- The exercise:
Repeat exactly the lines that run from the one containing "pin: the group" to the end of the data, and leave out all others.

- Record set:
::::

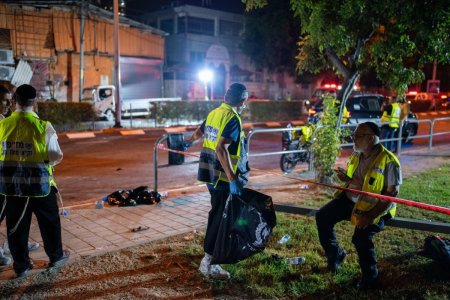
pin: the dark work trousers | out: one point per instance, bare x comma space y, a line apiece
218, 201
46, 211
340, 209
388, 132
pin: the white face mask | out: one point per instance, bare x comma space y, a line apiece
241, 108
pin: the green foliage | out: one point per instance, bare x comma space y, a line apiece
413, 189
404, 274
66, 114
325, 148
263, 44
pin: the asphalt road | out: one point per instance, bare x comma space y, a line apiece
95, 167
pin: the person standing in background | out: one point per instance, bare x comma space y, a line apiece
29, 150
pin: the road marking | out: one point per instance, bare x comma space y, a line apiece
80, 135
132, 132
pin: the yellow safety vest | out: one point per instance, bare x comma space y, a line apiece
394, 116
345, 115
24, 165
373, 182
210, 169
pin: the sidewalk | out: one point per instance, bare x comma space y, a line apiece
89, 231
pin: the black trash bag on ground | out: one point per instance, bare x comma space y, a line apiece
121, 198
143, 195
245, 228
437, 248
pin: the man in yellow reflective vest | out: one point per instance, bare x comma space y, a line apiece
223, 165
391, 113
371, 168
29, 150
5, 104
303, 134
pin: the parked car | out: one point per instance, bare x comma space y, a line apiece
367, 107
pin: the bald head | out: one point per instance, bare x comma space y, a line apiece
25, 95
366, 136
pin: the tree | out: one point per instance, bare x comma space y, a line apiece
270, 31
394, 38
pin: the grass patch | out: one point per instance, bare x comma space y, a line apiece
404, 274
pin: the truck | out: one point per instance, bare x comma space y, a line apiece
103, 100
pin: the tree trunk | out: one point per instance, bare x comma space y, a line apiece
344, 93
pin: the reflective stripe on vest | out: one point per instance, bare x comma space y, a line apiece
210, 169
373, 182
394, 116
24, 168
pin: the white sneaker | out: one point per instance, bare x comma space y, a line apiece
217, 272
205, 265
31, 247
4, 260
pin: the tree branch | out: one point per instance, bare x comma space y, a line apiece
337, 63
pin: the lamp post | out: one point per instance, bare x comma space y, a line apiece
206, 76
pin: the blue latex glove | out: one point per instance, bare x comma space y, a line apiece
236, 187
187, 145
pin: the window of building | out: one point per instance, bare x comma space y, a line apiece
5, 39
200, 26
167, 25
182, 25
259, 77
230, 28
197, 56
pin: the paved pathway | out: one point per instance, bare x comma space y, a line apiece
90, 231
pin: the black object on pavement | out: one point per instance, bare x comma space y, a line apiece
245, 228
437, 248
139, 195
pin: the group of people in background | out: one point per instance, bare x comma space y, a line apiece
30, 150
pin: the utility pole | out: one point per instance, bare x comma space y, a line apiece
81, 83
117, 64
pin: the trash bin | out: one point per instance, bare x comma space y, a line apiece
175, 141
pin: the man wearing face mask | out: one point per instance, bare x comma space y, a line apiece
223, 165
371, 168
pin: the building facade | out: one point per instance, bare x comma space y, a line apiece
202, 38
47, 37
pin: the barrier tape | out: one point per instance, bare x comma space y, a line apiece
425, 206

::::

- Right answer:
pin: the group of people in background | out: one point per instance, bare x comma space y, a line apiece
30, 150
pin: the utility pole | out: one point per instance, bare x comma space y, a line apiece
81, 83
117, 64
pin: the trash bin | out: one point per instance, bare x comma space y, a line apiece
175, 141
pin: the man wearing face mask | out: one point per instance, bare x comma space y, a line apiece
223, 165
371, 168
pin: the building facade | out: one point per instance, bare x comma space y, a line apiece
202, 38
47, 37
pin: the barrier tape | out: one point per instance, bare x comma space y, a line apiece
425, 206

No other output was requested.